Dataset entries
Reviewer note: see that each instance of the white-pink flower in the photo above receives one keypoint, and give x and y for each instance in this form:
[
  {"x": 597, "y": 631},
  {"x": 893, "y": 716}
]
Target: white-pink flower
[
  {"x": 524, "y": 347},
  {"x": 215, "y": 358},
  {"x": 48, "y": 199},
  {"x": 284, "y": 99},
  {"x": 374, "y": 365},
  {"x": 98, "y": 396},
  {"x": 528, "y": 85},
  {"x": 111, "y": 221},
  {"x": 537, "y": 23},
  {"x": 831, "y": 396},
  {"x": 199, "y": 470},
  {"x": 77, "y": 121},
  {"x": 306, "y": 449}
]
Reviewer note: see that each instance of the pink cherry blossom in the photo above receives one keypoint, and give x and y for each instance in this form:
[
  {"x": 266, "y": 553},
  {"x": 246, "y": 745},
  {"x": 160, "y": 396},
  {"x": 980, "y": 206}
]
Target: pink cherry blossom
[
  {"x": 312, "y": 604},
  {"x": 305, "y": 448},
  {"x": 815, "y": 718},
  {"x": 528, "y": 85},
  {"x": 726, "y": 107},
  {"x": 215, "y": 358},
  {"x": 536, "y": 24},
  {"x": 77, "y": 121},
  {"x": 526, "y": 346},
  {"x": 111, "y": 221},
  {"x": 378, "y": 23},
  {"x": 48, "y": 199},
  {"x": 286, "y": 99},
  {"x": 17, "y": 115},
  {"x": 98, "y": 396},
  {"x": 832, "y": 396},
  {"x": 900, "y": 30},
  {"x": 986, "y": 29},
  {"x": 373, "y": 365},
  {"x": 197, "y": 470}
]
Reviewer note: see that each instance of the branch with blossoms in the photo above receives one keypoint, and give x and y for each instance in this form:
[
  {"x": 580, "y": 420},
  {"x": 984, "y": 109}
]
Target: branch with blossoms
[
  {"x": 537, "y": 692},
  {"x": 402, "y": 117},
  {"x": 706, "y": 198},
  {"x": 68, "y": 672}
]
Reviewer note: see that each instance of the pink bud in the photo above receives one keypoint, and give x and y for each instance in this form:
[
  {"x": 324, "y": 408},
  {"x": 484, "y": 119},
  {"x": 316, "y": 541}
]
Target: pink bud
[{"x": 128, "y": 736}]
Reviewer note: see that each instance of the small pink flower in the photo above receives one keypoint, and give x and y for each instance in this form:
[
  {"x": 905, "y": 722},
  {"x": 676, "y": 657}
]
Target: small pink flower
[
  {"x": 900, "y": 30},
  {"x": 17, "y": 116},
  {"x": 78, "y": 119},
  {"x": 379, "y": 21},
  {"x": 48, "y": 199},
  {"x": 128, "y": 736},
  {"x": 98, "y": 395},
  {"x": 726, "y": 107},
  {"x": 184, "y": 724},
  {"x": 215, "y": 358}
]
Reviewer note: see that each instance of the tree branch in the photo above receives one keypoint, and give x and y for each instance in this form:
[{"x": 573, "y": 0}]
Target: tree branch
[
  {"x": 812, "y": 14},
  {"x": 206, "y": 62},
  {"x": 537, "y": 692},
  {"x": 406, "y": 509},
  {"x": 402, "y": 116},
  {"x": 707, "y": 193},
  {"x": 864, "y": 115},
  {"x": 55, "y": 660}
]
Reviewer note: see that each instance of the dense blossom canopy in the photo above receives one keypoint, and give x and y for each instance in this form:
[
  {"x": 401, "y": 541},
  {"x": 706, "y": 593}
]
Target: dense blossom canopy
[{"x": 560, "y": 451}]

Directions:
Output every item above verbatim, line for line, with no changes.

Expected output:
Reviewer note: see that each instance of the white-pink flower in the photo above receives one keypoint, and give x and y for each instance in this form:
[
  {"x": 597, "y": 631},
  {"x": 893, "y": 716}
]
Target: white-pink flower
[
  {"x": 524, "y": 347},
  {"x": 215, "y": 358},
  {"x": 48, "y": 199},
  {"x": 284, "y": 99},
  {"x": 374, "y": 365},
  {"x": 98, "y": 396},
  {"x": 528, "y": 85},
  {"x": 111, "y": 221},
  {"x": 537, "y": 23},
  {"x": 831, "y": 396},
  {"x": 199, "y": 470},
  {"x": 77, "y": 121},
  {"x": 306, "y": 449}
]
Reviewer note: see that each instance of the pink cherry blossom in the photo above receives one keypoint, and give x and y for each instance in this form:
[
  {"x": 266, "y": 553},
  {"x": 246, "y": 745},
  {"x": 160, "y": 396},
  {"x": 980, "y": 206}
]
Target: pink cherry blossom
[
  {"x": 312, "y": 604},
  {"x": 305, "y": 448},
  {"x": 815, "y": 718},
  {"x": 528, "y": 85},
  {"x": 726, "y": 107},
  {"x": 215, "y": 358},
  {"x": 536, "y": 24},
  {"x": 77, "y": 121},
  {"x": 526, "y": 346},
  {"x": 111, "y": 221},
  {"x": 378, "y": 23},
  {"x": 48, "y": 199},
  {"x": 286, "y": 99},
  {"x": 17, "y": 115},
  {"x": 98, "y": 396},
  {"x": 832, "y": 396},
  {"x": 900, "y": 30},
  {"x": 986, "y": 29},
  {"x": 373, "y": 365},
  {"x": 197, "y": 470}
]
Reviewer note: see that each instance of the branch with blossoms in the photo above receives one keypoint, and give x and y for each instance in this form:
[
  {"x": 580, "y": 420},
  {"x": 984, "y": 109}
]
Target: branch with blossoms
[
  {"x": 537, "y": 692},
  {"x": 402, "y": 117},
  {"x": 706, "y": 198},
  {"x": 68, "y": 672}
]
Reviewer note: see that each instance of the pink bud in the photo above receives one keypoint, and give x and y for each instance in this form:
[
  {"x": 324, "y": 408},
  {"x": 484, "y": 119},
  {"x": 316, "y": 541}
]
Target: pink bud
[{"x": 128, "y": 736}]
Reviewer note: see that each instance of the small pink flower in the photo above receives one keypoint, and give x and y for each instance in this form:
[
  {"x": 905, "y": 722},
  {"x": 676, "y": 657}
]
Target: small pink flower
[
  {"x": 900, "y": 30},
  {"x": 17, "y": 116},
  {"x": 78, "y": 119},
  {"x": 379, "y": 21},
  {"x": 48, "y": 199},
  {"x": 128, "y": 736},
  {"x": 98, "y": 395},
  {"x": 726, "y": 107},
  {"x": 184, "y": 724},
  {"x": 215, "y": 358}
]
Reviewer note: see that each instance of the tree branch in the photo above receives one keypoint, and give x and y for each instance in this form:
[{"x": 573, "y": 0}]
Target: tree branch
[
  {"x": 812, "y": 14},
  {"x": 206, "y": 62},
  {"x": 537, "y": 692},
  {"x": 406, "y": 509},
  {"x": 402, "y": 116},
  {"x": 707, "y": 193},
  {"x": 864, "y": 115},
  {"x": 55, "y": 660}
]
Reviewer note: see that each instance of the dense blossom canopy in the photo above receives one keypoint, and give x and y for each instance in this form:
[
  {"x": 401, "y": 541},
  {"x": 706, "y": 593}
]
Target: dense blossom canopy
[{"x": 560, "y": 451}]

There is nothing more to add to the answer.